**Consigne 1:** Recopiez le passage de l'extrait sur le fédéralisme suisse en commençant par « Le Conseil des Etats : une » et en allant jusqu'à « le sont moins. ».

Cette liberté de décision est généralement appréciée par la population. Selon une étude australienne de 2021, la Suisse est le pays où le soutien aux principes du fédéralisme est le plus élevé parmi les citoyens. La conscience collective reconnaît l’importance du droit des régions à participer activement aux décisions nationales.
Le fédéralisme: Analyse comparative entre la Suisse et d’autres pays fédéraux
La majorité cantonale : une double légitimité démocratique
L’une des particularités de la démocratie suisse est le principe de la double majorité pour les modifications constitutionnelles : il faut non seulement la majorité du peuple, mais aussi celle des cantons (au moins 14 sur 26). Ce mécanisme garantit que même les petits cantons ont leur mot à dire. On l’a vu avec l’initiative « pour des entreprises responsables » en 2020, qui, bien qu’ayant obtenu la majorité des voix, a été rejetée parce que la majorité des cantons s’y est opposée.
Le Conseil des Etats : une chambre d’équilibre
Depuis 1848, le Conseil des Etats représente les cantons au Parlement fédéral, aux côtés du Conseil national. Chaque canton a deux représentants, tandis que les six demi-cantons en ont chacun un. Ce système, inspiré du Sénat américain, assure un équilibre entre les régions les plus peuplées et celles qui le sont moins.

**Données fournies:**
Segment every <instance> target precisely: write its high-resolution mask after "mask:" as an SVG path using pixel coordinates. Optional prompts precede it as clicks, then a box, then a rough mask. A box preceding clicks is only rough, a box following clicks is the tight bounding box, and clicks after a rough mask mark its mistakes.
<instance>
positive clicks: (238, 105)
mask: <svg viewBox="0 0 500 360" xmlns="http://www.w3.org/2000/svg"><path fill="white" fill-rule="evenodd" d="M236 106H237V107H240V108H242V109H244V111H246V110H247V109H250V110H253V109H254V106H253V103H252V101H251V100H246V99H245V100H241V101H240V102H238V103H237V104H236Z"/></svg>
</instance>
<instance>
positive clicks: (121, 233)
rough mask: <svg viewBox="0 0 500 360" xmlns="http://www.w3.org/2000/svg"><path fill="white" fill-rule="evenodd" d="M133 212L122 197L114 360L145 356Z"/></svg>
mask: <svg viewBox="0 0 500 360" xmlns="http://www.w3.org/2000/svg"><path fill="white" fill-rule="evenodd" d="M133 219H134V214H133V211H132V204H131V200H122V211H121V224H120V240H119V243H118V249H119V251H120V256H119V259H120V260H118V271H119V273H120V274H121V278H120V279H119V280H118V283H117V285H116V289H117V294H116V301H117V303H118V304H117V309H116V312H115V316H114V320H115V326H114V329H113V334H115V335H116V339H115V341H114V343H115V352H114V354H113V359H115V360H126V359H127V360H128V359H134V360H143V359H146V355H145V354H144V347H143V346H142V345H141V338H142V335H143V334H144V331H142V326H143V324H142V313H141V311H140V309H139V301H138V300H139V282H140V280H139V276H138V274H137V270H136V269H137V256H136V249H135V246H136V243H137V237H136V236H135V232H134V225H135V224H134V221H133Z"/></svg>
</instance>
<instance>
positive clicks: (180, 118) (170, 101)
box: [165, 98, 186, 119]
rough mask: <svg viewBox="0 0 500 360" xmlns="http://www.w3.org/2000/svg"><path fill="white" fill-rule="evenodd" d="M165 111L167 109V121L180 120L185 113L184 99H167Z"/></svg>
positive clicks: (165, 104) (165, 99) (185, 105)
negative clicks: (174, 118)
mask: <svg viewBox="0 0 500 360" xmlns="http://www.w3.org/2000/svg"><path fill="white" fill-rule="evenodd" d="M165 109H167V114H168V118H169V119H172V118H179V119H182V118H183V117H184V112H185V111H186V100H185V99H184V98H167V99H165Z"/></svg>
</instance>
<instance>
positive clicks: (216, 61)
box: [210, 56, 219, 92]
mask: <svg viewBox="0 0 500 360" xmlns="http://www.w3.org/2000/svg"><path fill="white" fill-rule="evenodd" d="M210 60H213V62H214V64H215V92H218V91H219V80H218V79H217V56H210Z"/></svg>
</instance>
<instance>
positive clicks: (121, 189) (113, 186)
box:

**Consigne 2:** Indiquez, par un nombre seul, combien de lignes contiennent la chaîne « white ».

**Espace de réponse 1:**
Le Conseil des Etats : une chambre d’équilibre
Depuis 1848, le Conseil des Etats représente les cantons au Parlement fédéral, aux côtés du Conseil national. Chaque canton a deux représentants, tandis que les six demi-cantons en ont chacun un. Ce système, inspiré du Sénat américain, assure un équilibre entre les régions les plus peuplées et celles qui le sont moins.

**Espace de réponse 2:** 6